DIRECTIVE:
Repeat each line exactly as it is written.

MATERIAL SUPPLIED:
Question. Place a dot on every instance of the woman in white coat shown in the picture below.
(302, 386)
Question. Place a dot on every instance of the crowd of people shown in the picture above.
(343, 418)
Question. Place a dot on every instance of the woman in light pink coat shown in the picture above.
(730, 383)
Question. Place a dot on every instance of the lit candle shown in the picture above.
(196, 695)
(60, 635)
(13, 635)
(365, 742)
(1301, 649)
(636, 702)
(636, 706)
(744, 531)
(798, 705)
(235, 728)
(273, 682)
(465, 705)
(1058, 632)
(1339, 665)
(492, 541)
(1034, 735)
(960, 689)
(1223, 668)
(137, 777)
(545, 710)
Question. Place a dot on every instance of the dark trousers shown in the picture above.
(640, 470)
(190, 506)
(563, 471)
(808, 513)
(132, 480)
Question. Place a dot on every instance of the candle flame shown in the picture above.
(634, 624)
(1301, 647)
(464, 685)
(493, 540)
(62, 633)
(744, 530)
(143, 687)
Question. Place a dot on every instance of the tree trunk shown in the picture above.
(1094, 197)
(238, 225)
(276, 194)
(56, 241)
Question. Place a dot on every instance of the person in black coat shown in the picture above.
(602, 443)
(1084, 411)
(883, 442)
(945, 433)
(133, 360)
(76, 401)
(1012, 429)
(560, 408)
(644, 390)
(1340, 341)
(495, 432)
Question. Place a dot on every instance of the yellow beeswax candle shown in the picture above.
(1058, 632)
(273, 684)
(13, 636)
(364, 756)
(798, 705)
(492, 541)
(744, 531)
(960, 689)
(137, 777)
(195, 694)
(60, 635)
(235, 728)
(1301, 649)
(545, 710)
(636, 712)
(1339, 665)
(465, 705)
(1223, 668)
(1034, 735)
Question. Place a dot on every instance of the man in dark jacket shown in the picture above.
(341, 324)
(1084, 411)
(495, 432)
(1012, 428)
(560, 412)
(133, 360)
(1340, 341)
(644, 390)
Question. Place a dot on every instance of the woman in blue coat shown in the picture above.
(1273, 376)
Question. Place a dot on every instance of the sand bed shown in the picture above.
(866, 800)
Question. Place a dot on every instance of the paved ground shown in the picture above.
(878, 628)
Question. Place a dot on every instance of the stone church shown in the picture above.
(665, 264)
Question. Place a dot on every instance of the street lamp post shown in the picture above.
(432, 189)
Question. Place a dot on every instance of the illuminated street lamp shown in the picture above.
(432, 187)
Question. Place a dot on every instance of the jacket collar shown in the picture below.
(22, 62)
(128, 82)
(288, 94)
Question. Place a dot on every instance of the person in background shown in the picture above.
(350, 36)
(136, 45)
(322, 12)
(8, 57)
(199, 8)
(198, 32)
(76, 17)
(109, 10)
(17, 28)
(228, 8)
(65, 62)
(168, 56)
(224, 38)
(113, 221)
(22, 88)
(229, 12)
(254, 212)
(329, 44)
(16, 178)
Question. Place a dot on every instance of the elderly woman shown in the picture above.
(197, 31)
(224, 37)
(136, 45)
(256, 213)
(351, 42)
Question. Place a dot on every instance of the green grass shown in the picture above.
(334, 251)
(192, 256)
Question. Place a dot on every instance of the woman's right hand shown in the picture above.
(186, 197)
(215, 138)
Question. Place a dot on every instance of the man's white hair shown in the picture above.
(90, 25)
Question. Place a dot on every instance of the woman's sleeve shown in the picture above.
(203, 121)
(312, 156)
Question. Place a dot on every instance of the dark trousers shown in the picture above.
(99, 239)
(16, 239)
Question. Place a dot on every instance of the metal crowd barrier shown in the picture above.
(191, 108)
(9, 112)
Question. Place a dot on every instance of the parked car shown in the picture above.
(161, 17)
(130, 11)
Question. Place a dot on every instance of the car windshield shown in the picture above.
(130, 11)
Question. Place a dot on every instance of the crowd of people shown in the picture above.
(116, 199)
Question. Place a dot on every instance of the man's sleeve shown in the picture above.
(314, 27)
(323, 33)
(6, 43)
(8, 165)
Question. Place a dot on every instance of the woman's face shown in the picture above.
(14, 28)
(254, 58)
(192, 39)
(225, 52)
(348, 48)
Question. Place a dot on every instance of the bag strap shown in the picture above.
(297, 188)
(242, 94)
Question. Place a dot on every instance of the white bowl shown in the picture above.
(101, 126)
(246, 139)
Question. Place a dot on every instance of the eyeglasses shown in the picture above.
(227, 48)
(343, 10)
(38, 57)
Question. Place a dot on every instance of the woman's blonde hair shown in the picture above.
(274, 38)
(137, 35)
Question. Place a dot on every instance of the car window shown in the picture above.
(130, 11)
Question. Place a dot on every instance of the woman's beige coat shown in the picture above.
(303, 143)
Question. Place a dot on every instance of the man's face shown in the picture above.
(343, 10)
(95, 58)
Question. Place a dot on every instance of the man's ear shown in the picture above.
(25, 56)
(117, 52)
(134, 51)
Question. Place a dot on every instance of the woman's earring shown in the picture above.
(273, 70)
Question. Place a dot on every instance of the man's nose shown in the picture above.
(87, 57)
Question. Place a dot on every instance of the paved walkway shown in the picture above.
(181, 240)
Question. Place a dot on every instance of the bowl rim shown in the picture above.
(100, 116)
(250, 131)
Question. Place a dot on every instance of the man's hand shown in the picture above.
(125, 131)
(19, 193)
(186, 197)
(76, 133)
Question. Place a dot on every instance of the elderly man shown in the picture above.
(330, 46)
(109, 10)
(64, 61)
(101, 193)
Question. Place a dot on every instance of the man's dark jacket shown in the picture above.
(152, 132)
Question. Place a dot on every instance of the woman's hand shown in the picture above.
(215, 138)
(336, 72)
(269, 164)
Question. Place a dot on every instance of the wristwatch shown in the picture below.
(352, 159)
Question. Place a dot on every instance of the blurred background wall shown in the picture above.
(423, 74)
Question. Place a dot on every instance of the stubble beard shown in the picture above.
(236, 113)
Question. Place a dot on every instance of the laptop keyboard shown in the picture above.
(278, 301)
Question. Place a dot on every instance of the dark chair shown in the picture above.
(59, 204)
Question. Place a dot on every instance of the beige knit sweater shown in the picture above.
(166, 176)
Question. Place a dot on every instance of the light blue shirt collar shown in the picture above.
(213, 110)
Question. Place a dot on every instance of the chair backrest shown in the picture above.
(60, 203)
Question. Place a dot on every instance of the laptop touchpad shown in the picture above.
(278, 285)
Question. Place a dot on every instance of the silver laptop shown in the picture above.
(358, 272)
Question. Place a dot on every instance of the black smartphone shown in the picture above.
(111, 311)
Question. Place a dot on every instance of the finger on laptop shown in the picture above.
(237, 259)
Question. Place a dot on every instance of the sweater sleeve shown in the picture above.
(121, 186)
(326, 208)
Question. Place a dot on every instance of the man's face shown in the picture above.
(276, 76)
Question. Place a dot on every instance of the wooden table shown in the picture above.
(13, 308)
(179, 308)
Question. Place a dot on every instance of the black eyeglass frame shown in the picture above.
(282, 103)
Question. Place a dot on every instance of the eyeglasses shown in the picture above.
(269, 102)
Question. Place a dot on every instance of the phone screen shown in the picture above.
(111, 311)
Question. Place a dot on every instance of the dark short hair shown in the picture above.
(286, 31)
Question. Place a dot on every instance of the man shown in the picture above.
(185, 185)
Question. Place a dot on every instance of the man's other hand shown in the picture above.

FINAL RESULT:
Question. Place a dot on every instance of the woman in white coat shown in the picture below.
(302, 386)
Question. Place a dot on every instance of the crowd of people shown in the picture above.
(343, 418)
Question. Place a dot on every instance of the woman in light pink coat shown in the picture above.
(730, 383)
Question. Place a dot on every instance of the lit candle shown in the picture above.
(196, 695)
(60, 635)
(13, 635)
(365, 742)
(1301, 649)
(636, 702)
(636, 706)
(744, 531)
(798, 705)
(235, 728)
(273, 682)
(465, 705)
(1058, 632)
(1339, 665)
(492, 541)
(1034, 735)
(960, 689)
(1223, 668)
(137, 777)
(545, 710)
Question. Place a dot on every instance of the dark trousers shown in the picture above.
(640, 470)
(190, 506)
(563, 471)
(808, 513)
(132, 480)
Question. Place a dot on every instance of the candle flame shown in the picture above.
(634, 624)
(1301, 647)
(464, 685)
(493, 540)
(62, 633)
(744, 530)
(143, 687)
Question. Place a dot on every instance of the tree trunk shown in the picture above.
(1094, 197)
(238, 225)
(276, 194)
(56, 241)
Question. Place a dot on every instance of the person in black coat shown in the picture above.
(602, 443)
(1084, 411)
(883, 442)
(945, 433)
(133, 360)
(76, 401)
(1012, 429)
(560, 408)
(644, 390)
(1340, 341)
(495, 432)
Question. Place a dot on every instance of the yellow beeswax candle shown in the picture above.
(1058, 632)
(273, 684)
(13, 636)
(364, 756)
(798, 705)
(492, 541)
(744, 531)
(960, 689)
(137, 777)
(195, 694)
(60, 635)
(235, 728)
(1301, 649)
(545, 710)
(636, 712)
(1339, 665)
(465, 705)
(1223, 668)
(1034, 735)
Question. Place a dot on every instance of the man in dark jacket shown in the picture above.
(341, 324)
(1084, 411)
(495, 432)
(1012, 428)
(560, 412)
(133, 360)
(1340, 341)
(644, 390)
Question. Place a dot on every instance of the woman in blue coat shown in the picture above.
(1273, 376)
Question. Place a dot on every instance of the sand bed shown in the picture above.
(866, 800)
Question. Place a dot on every instance of the paved ground shown in the picture above.
(878, 628)
Question. Place a dot on every instance of the stone church shown in the picture above.
(665, 264)
Question. Place a dot on every instance of the street lamp post shown in the picture above.
(432, 189)
Question. Place a dot on every instance of the illuminated street lamp shown in the picture above.
(432, 187)
Question. Place a dot on every instance of the jacket collar shown in the picture below.
(22, 62)
(128, 82)
(288, 94)
Question. Place a dot on every instance of the person in background shown in the picture above.
(350, 36)
(136, 45)
(322, 12)
(8, 57)
(199, 8)
(198, 32)
(76, 17)
(109, 10)
(17, 28)
(228, 8)
(65, 62)
(168, 56)
(224, 38)
(113, 221)
(22, 88)
(229, 12)
(254, 212)
(329, 44)
(16, 178)
Question. Place a dot on every instance of the elderly woman shown in the picture above.
(197, 31)
(224, 37)
(136, 45)
(256, 213)
(351, 42)
Question. Place a dot on every instance of the green grass shown in the picture above.
(334, 251)
(192, 256)
Question. Place a dot on every instance of the woman's right hand shown in the picture above.
(186, 197)
(215, 138)
Question. Place a dot on every instance of the man's white hair shown in the picture above.
(90, 25)
Question. Place a dot on every instance of the woman's sleeve shown in the picture above.
(203, 121)
(312, 156)
Question. Place a dot on every instance of the dark trousers shown in the picture above.
(99, 239)
(16, 239)
Question. Place a dot on every instance of the metal crowd barrier shown in the picture above.
(191, 108)
(9, 112)
Question. Place a dot on every instance of the parked car shown in the picture above.
(161, 17)
(130, 11)
Question. Place a dot on every instance of the car windshield shown in the picture above.
(130, 11)
Question. Place a dot on every instance of the crowd of people shown in the picture above.
(116, 199)
Question. Place a dot on every instance of the man's sleeve shown in the picture above.
(314, 27)
(323, 33)
(6, 43)
(8, 165)
Question. Place a dot on every instance of the woman's face shown in the picture above.
(14, 28)
(254, 58)
(192, 39)
(225, 52)
(348, 48)
Question. Place a dot on every instance of the bag strap shown in the picture above.
(297, 188)
(242, 94)
Question. Place a dot on every instance of the white bowl shown in the picture above.
(101, 126)
(246, 139)
Question. Place a dot on every instance of the eyeglasses shown in the picture above.
(227, 48)
(343, 10)
(38, 57)
Question. Place a dot on every instance of the woman's blonde hair shown in the picture above.
(274, 38)
(137, 35)
Question. Place a dot on every instance of the car window shown in the picture above.
(130, 11)
Question. Place a dot on every instance of the woman's beige coat shown in the picture above.
(303, 143)
Question. Place a dot on every instance of the man's face shown in the picture above.
(343, 10)
(95, 58)
Question. Place a dot on every instance of the man's ear shown in the picture above.
(25, 56)
(117, 52)
(134, 51)
Question. Place a dot on every instance of the woman's earring shown in the picture above.
(273, 70)
Question. Place a dot on every instance of the man's nose shown in the picture above.
(87, 57)
Question. Place a dot on every instance of the paved walkway shown in the picture above.
(181, 240)
Question. Place a dot on every instance of the bowl rim shown in the picture above.
(100, 116)
(250, 131)
Question. Place a dot on every instance of the man's hand shown in the picture above.
(125, 131)
(19, 193)
(186, 197)
(76, 133)
Question. Place a dot on every instance of the elderly man shown in the picture above.
(330, 46)
(109, 10)
(64, 61)
(101, 193)
Question. Place a dot on every instance of the man's dark jacket shown in the picture above.
(152, 132)
Question. Place a dot on every instance of the woman's hand shown in the picture above.
(215, 138)
(336, 72)
(269, 164)
Question. Place a dot on every instance of the wristwatch shown in the picture below.
(352, 159)
Question. Place a dot on every instance of the blurred background wall shown in the picture above.
(423, 74)
Question. Place a dot on every instance of the stubble beard shown in the picture above.
(236, 113)
Question. Place a dot on every instance of the laptop keyboard shown in the picture above.
(278, 301)
Question. Place a dot on every instance of the dark chair shown in the picture above.
(59, 204)
Question. Place a dot on every instance of the beige knit sweater shown in the picture above.
(166, 176)
Question. Place a dot on every instance of the light blue shirt collar shown in the picture above.
(213, 110)
Question. Place a dot on every instance of the chair backrest shown in the picture above.
(60, 203)
Question. Place a dot on every instance of the laptop touchpad shown in the picture above.
(278, 285)
Question. Place a dot on every instance of the silver laptop shown in the picture above.
(358, 272)
Question. Place a dot on every instance of the black smartphone shown in the picture above.
(111, 311)
Question. Place a dot on every instance of the finger on laptop shown in the picture above.
(237, 259)
Question. Place a dot on every instance of the sweater sleeve shown in the picture above.
(121, 186)
(326, 208)
Question. Place a dot on every instance of the man's face shown in the picture above.
(276, 76)
Question. Place a dot on every instance of the wooden table shown in the picture above.
(13, 308)
(179, 308)
Question. Place a dot on every instance of the black eyeglass frame shown in the picture above.
(282, 103)
Question. Place a dot on every instance of the eyeglasses shown in the picture above.
(269, 102)
Question. Place a dot on every instance of the phone screen shown in the picture above.
(111, 311)
Question. Place a dot on every instance of the dark short hair shown in the picture above.
(286, 31)
Question. Place a dot on every instance of the man shown in the picture above.
(185, 185)
Question. Place a dot on every instance of the man's other hand shown in the picture above.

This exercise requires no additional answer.